## Assigned task 1
Using the passage on Australian graduate salaries, answer:
(a) What percentage of new degree-holders found a full-time job within four months of finishing their courses?
(b) What was the median starting salary for bachelor degree graduates under 25?
(c) What annual starting salary did female graduates earn?
## Assigned task 2
Pick up the passage on Australian graduate salaries after its last sentence and extend it.

## Selected excerpt
⟨

Starting salaries for graduates in Australia are at their highest level for ten years, according to a survey of 90,000 students who completed their degrees at the end of 2000.
Graduate employment has also improved, with 83 per cent of new degree-holders finding a full-time job within four months of finishing their courses. A further 10 per cent were working part-time while looking for a full-time job. Only 7 per cent had failed to find employment.
The survey by the Graduate Careers Council of Australia found the median starting salary for bachelor degree graduates under 25 was A$35,000 (£12,500). This is 86 per cent of average weekly earnings (almost A$41,000) and is the highest since 1990.
Male graduates were on an annual starting salary of A$36,000 (up from A$34,500 last year) while females earned A$34,000 (up from A$32,000). So although the income gap between the sexes continues, women appear to be slowly catching up.

⟩

## Dataset records
⟨

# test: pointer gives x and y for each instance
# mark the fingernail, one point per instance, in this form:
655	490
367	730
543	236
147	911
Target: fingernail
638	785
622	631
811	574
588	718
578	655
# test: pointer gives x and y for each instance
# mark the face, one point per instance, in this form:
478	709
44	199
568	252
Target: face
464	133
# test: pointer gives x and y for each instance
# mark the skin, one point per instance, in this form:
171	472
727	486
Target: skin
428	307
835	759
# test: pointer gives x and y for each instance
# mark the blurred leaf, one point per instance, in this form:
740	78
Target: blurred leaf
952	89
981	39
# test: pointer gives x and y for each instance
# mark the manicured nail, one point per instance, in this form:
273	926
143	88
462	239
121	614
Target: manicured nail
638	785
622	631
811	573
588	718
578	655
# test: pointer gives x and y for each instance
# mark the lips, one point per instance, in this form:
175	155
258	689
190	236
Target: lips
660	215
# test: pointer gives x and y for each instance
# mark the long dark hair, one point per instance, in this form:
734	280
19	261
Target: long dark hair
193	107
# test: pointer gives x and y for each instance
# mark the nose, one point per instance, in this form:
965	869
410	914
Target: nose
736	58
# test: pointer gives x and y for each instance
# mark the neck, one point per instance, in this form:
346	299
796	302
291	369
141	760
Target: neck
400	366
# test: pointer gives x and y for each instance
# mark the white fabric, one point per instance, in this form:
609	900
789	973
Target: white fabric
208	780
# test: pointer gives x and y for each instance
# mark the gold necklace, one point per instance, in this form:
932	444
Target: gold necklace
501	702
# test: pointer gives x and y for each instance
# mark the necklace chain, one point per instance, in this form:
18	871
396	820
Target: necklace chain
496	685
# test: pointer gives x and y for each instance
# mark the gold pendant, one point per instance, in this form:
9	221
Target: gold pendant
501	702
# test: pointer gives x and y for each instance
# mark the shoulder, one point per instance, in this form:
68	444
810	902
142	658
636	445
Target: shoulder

⟩

## Expected output 1
(a) 83 per cent
(b) A$35,000 (£12,500)
(c) A$34,000, up from A$32,000

## Expected output 2
Females were much more likely than males to have been in part-time or casual employment while looking for a full-time position. A report of the survey says this is likely to be a reflection of females' dominance in fields such as teaching and nursing, where opportunities exist for part-time work.
Males tended to choose higher-paying fields of study such as dentistry, medicine and computer science. So whereas 32 per cent of the males graduates surveyed were from the top five fields, less than 7 per cent of women had enrolled in these areas.
Graduate unemployment is half that of the working population as a whole and only 3 per cent of bachelor degree-holders are unemployed compared with 9.5 per cent of those who have not completed secondary education.
Medical graduates topped the employment list with 100 per cent in full-time work.